To do: In the listing below, the lines from the first through the one with "M 204 259 L" are to be copied word for word.

↓

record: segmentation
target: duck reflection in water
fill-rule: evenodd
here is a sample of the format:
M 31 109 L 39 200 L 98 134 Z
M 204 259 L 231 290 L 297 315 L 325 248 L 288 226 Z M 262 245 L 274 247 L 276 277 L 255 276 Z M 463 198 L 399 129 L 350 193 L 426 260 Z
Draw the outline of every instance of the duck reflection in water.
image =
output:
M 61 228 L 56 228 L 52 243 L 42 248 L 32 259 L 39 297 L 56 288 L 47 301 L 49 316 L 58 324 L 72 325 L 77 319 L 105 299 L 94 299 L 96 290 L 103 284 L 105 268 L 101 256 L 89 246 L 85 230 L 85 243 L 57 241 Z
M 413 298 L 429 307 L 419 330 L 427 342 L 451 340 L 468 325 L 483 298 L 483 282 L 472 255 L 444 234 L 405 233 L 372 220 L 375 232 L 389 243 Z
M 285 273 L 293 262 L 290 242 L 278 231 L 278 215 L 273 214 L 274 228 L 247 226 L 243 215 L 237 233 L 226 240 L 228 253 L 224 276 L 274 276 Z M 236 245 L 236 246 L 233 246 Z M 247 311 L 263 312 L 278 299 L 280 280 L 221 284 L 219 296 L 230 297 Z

↑

Exercise answer:
record: segmentation
target: duck reflection in water
fill-rule: evenodd
here is a sample of the format:
M 31 109 L 39 200 L 98 134 Z
M 204 259 L 231 290 L 297 315 L 325 248 L 288 226 Z M 262 245 L 274 247 L 276 277 L 255 276 Z M 463 198 L 399 129 L 350 193 L 426 260 Z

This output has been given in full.